■ INPUT FOR THIS TASK
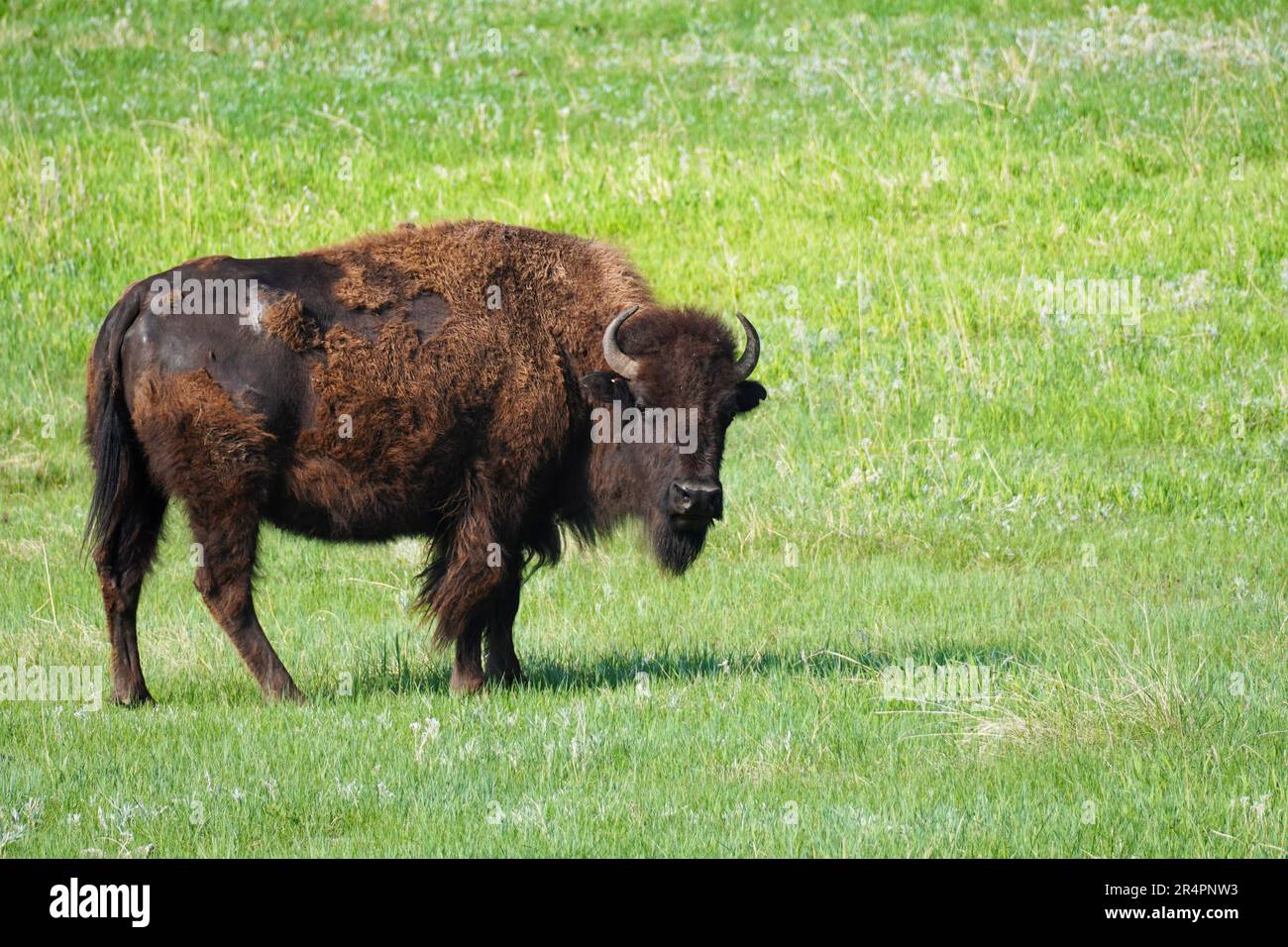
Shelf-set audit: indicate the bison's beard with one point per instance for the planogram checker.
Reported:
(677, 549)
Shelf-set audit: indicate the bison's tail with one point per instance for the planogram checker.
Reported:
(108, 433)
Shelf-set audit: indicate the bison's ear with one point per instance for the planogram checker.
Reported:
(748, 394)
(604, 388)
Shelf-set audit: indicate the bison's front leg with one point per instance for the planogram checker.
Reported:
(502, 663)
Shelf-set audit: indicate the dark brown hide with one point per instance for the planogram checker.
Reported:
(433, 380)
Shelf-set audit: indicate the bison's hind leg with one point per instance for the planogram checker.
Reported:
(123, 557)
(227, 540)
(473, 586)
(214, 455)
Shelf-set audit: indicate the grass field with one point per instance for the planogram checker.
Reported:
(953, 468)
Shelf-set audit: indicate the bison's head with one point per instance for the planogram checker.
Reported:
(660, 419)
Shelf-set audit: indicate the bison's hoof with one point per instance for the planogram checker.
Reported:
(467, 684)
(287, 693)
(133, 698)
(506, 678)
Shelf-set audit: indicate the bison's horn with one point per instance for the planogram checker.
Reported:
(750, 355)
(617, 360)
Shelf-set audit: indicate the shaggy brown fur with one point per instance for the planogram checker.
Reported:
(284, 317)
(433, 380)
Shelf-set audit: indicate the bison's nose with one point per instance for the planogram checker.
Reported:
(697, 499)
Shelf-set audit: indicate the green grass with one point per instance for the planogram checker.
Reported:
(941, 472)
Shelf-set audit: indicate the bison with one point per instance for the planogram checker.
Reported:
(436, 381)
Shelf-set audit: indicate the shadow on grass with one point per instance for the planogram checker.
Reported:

■ PROBLEM
Pull every line of the listing above into your answer word for word, points included, and leave out the picture.

■ EXERCISE SOLUTION
Shelf-set audit: indicate the bison's beard with one point per instance for the planogram checker.
Reported:
(677, 549)
Shelf-set audit: indicate the bison's tail with one point per instance for the planogram checker.
Reported:
(108, 433)
Shelf-set audit: indicate the bison's ear with one point per instance for the planogram checker.
Reported:
(748, 394)
(604, 388)
Shelf-set audit: indicate the bison's front leg with one point per instance for the planogram checker.
Reported:
(502, 663)
Shelf-set audit: indicate the dark brown hide with one point per instance for the planogram checker.
Reported:
(433, 380)
Shelf-set audit: indicate the bison's hind leg with one point per instance for the planogram checker.
Reported:
(123, 557)
(227, 540)
(473, 586)
(214, 455)
Shelf-set audit: indicate the grass field with one point per instance for the planogram checker.
Reported:
(953, 468)
Shelf-set audit: indicate the bison's head with one point per instance for the planogram checker.
Reported:
(660, 419)
Shelf-set audit: indicate the bison's hoof with one point per instance for the planogram checker.
Reported:
(467, 684)
(287, 693)
(133, 698)
(506, 678)
Shelf-set audit: indicate the bison's horn with one point per instance for the planogram checker.
Reported:
(750, 355)
(617, 360)
Shelf-set audit: indicate the shaggy brown fur with one point per instance for the planogram checker.
Reported:
(284, 317)
(433, 380)
Shelf-set audit: indicate the bison's nose with one point per instance for the planogram checker.
Reported:
(697, 499)
Shelf-set audit: indicate the green grass with one point per instance for the planogram checker.
Reported:
(941, 472)
Shelf-set audit: indicate the bison with one point per instance for the planogram checker.
Reported:
(436, 381)
Shelf-set audit: indicate the shadow on grass with one point per instance for the planogram checker.
Reported:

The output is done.